## Text excerpt
** Begin **
Bind 8.2.3, query-restart on expired NS and A record

Wed Oct 10 13:31:30 UTC 2001

[Mark.Andrews at isc.org: Wed, Oct 10, 2001 at 10:19:13AM +1000]
> 
> > does a bind 8.2.3 stub resolver ever overwrite existing cache entries
> > with records received from an additional section for the same record?
> 
> 	Well given that the stub resolver doesn't have a cache this
> 	does not make sence the way it was written.

you and kevin are right here: I meant a recursive server. sorry for
the confusion.

>	The nameserver does not refresh TTL based on answers it
> 	receives (though earlier versions did creating server lock).

I think this is the source of my problem.. Bind 8 does not refresh
TTLs even for expired records - expired records must first be
explicitly deleted before a record with a fresh TTL will take their
place.. I think this can be problematic with respect to glue
records. I'll back it up with a bind trace in a second.

But the setting is this: the cache has a stale A record for
gluetest.limey.net, it also has a stale NS record for
gluetest.limey.net (that delegates to px.limey.net), and it also has a
stale A record for px.limey.net. It has 2 fresh NS records for
limey.net (delegating to sidehack.gweep.net and ayup.limey.net) as
well as a fresh A records for sidehack and ayup.

[** First we find the A for gluetest.limey.net, figure out that it's
    stale and delete it. **]
req: found 'gluetest.limey.net' as 'gluetest.limey.net' (cname=0)
stale: ttl 1002571133 -7 (x2)
delete_all(0x80ef0e0:"gluetest" IN A)

[** The best we can do with what is fresh is to contact the limey.net
     nameservers. They reply with an NS record and a glue record **]
nslookup(nsp=0xbfbfeaf8, qp=0x810f000, "gluetest.limey.net")
nslookup: NS "AYUP.limey.net" c=1 t=2 (flags 0x2)
nslookup: NS "SIDEHACK.GWEEP.net" c=1 t=2 (flags 0x2)
nslookup: 2 ns addrs total
forw: forw -> [65.105.101.18].53 ds=4 nsid=1531 id=37409 18ms retry
4sec
Response (USER NORMAL -) nsid=1531 id=37409
gluetest.limey.net.     1m41s IN NS     px.limey.net.
** End **
## Material
** Begin **
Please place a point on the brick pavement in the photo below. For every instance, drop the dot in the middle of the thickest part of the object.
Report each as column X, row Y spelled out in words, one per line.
** End **
## Tasks and exercises
a) In the BIND 8.2.3 cache thread, which two nameservers do the fresh NS records for limey.net delegate to?
b) Continue the BIND 8.2.3 cache thread from its last line.

## Results for each task
a) sidehack.gweep.net and ayup.limey.net

b)
px.limey.net.           4m1s IN A       204.168.16.17
rrextract: dname gluetest.limey.net type 2 class 1 ttl 100
rrextract: dname px.limey.net type 1 class 1 ttl 100

[** Now, as I understand it, we check the extracted records against
  the existing cache.. The NS records doesn't match anything (we just
  deleted it, but px.limey.net matches an existing record. That record
  is stale, but we pay no heed **]
rrsetupdate: gluetest.limey.net
rrsetcmp: no records in database
rrsetupdate: gluetest.limey.net 0
rrsetupdate: px.limey.net
rrsetcmp: rrsets matched

[** we now write the NS to the cache.. but not the A. When I run this
    same trace on a clean cache it writes both the NS and the A here. **]
db_update(gluetest.limey.net, 0x810c1f8, 0x810c1f8, 0, 031, 0x80feca0)
db_update: adding 0x810c1f8

[** we now return to the business of following that delegation - but 
    the server can't find the px A record "wanted!" **]
resp: nlookup(gluetest.limey.net) qtype=1
resp: found 'gluetest.limey.net' as 'gluetest.limey.net' (cname=0)
wanted(0x810c1f8, IN A) [IN NS]

we now need to start a query for px.limey.net - that triggers the
query restart behavior and timeouts which started all of this in the
first place.. The problem seems to be that in order to get a TTL
updated you have to be explicitly deleted - and deletions only happen
when the cache has already looked up stale data.. because glue records
are really hints about future queries, they are not pre-emptively
deleted.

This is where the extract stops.